▸ **Tasks and exercises**
[1] According to the text on small detached buildings, which building regulation allows exceptions to controlled building work?
[2] Count the lines in the entries that contain the string "outlines". Reply with the number alone.

As a rule, the construction of any new building is likely to be work that is controlled under the building regulations. However, there might be cases where some small, detached buildings can be treated as exempt from them. Previous LABC articles have touched on exempt or garden buildings, but here we’ll discuss small detached buildings in a little more depth.

Under the building regulations the erection of a building is treated as controlled building work – to which the building regulations must be applied and for which a notice must be given to the local authority before the work begins.

However, building regulation 9 allows some exceptions. These exceptions – or exemptions – can be found in Schedule 2 of the regulations.

The circumstances that permit three types of small, detached buildings to be exempt from the building regulations can be found in Class 6 of the Schedule (one of these is an air-raid shelter!). 

This article focuses only on the following Classes of exempt small, detached buildings:

  • Those with a floor area not exceeding 30m2; and
  • Those with a floor area not exceeding 15m2

To be exempt from the regulations they must have the features listed below and they must not contain any sleeping accommodation (no beds in sheds).

Small, detached buildings less than or equal to 30m2

These must be single storey – a roof mezzanine or loft floor would not be permitted, and:

  • The internal floor area must not be greater than 30m2 (for example 3m x 10m, or 5m x 6m), and
  • The building must be constructed substantially of non-combustible material unless it is 1m or more away from any boundary.

These types of buildings are typically used as garages, workshops, home offices, garden rooms, saunas, solariums, indoor pools.

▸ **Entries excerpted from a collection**
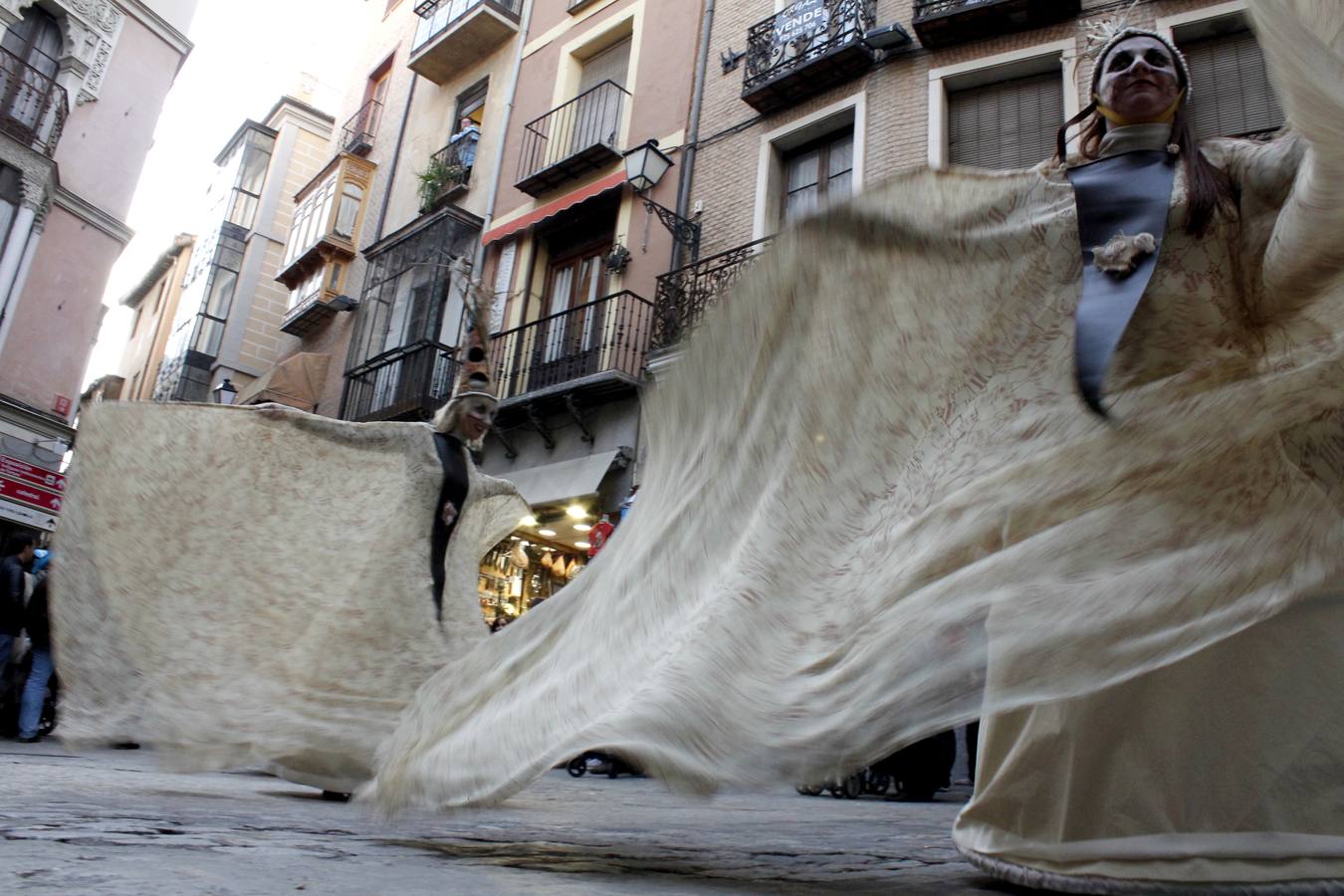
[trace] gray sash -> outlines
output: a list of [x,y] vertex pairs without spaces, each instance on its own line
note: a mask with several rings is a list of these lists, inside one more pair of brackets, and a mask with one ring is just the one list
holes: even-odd
[[1107,273],[1094,265],[1093,250],[1121,234],[1152,234],[1160,250],[1175,179],[1173,157],[1154,149],[1121,153],[1068,169],[1083,249],[1083,294],[1078,302],[1074,364],[1083,400],[1101,416],[1106,416],[1101,392],[1110,357],[1148,289],[1157,267],[1157,251],[1137,258],[1129,273]]

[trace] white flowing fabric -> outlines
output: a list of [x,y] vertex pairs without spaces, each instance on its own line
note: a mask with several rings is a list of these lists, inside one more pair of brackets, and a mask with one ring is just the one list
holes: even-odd
[[415,688],[488,637],[478,562],[527,505],[466,467],[435,625],[429,426],[85,410],[52,580],[62,739],[152,744],[184,770],[262,763],[327,790],[368,780]]
[[[1251,9],[1297,133],[1206,145],[1241,206],[1202,239],[1177,177],[1113,422],[1073,383],[1059,165],[917,173],[809,220],[650,400],[628,523],[426,682],[366,795],[492,803],[587,748],[699,791],[818,780],[1238,633],[1277,649],[1254,633],[1344,592],[1344,4]],[[1288,725],[1337,689],[1281,684],[1245,697]],[[1344,742],[1318,767],[1340,776]],[[1290,782],[1267,799],[1320,818]]]

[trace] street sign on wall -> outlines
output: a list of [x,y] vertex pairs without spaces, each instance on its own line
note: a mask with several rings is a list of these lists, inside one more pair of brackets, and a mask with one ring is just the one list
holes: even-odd
[[8,454],[0,454],[0,477],[13,480],[15,482],[36,485],[48,492],[66,490],[66,477],[51,470],[44,470],[40,466],[34,466],[27,461],[20,461],[16,457],[9,457]]
[[31,525],[35,529],[44,529],[47,532],[55,532],[56,529],[56,516],[54,513],[43,513],[42,510],[23,506],[13,501],[5,501],[4,498],[0,498],[0,519],[12,520],[13,523],[22,523],[23,525]]

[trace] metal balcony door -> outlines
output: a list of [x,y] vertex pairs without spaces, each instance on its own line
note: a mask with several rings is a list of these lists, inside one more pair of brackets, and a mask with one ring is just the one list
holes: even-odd
[[56,62],[60,43],[60,26],[51,13],[30,7],[23,19],[5,31],[0,44],[12,54],[12,58],[4,59],[0,117],[34,137],[43,136],[39,133],[42,120],[60,70]]
[[547,321],[539,333],[531,388],[544,388],[587,376],[597,369],[602,343],[605,305],[593,305],[606,294],[610,246],[551,265],[547,289]]
[[[603,50],[583,63],[579,77],[579,101],[574,109],[574,133],[570,153],[577,154],[590,146],[616,146],[621,138],[621,106],[625,94],[602,85],[607,81],[625,87],[630,70],[630,39]],[[595,89],[597,87],[597,89]]]

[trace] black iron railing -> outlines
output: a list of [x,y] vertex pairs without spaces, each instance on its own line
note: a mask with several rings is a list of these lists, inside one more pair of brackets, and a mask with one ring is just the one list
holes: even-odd
[[345,373],[347,420],[429,419],[453,394],[456,349],[415,343]]
[[69,116],[65,87],[0,48],[0,132],[50,159],[56,153]]
[[374,148],[374,137],[378,136],[378,125],[382,120],[383,103],[376,99],[366,102],[341,128],[341,149],[356,156],[367,156]]
[[910,24],[925,47],[1040,28],[1078,15],[1079,0],[915,0]]
[[421,173],[419,184],[422,215],[442,207],[470,183],[476,144],[468,145],[466,140],[449,144],[429,157],[429,168]]
[[415,7],[415,15],[421,17],[421,23],[415,28],[413,47],[419,50],[457,24],[468,12],[482,5],[517,21],[523,0],[425,0]]
[[491,340],[500,398],[555,390],[598,373],[637,377],[653,304],[629,290],[605,296]]
[[519,188],[554,187],[618,157],[629,97],[621,85],[603,81],[524,126]]
[[769,247],[773,236],[711,255],[659,277],[649,351],[680,341]]
[[863,39],[878,23],[878,0],[798,0],[747,30],[742,91],[765,83]]

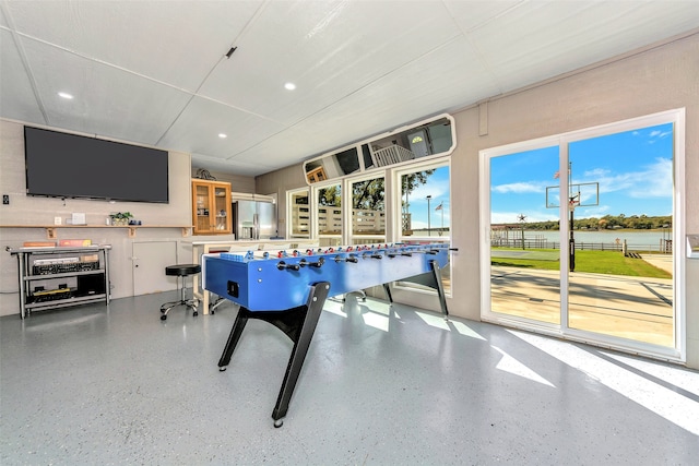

▸ **Expected answers**
[1] Building regulation 9.

[2] 5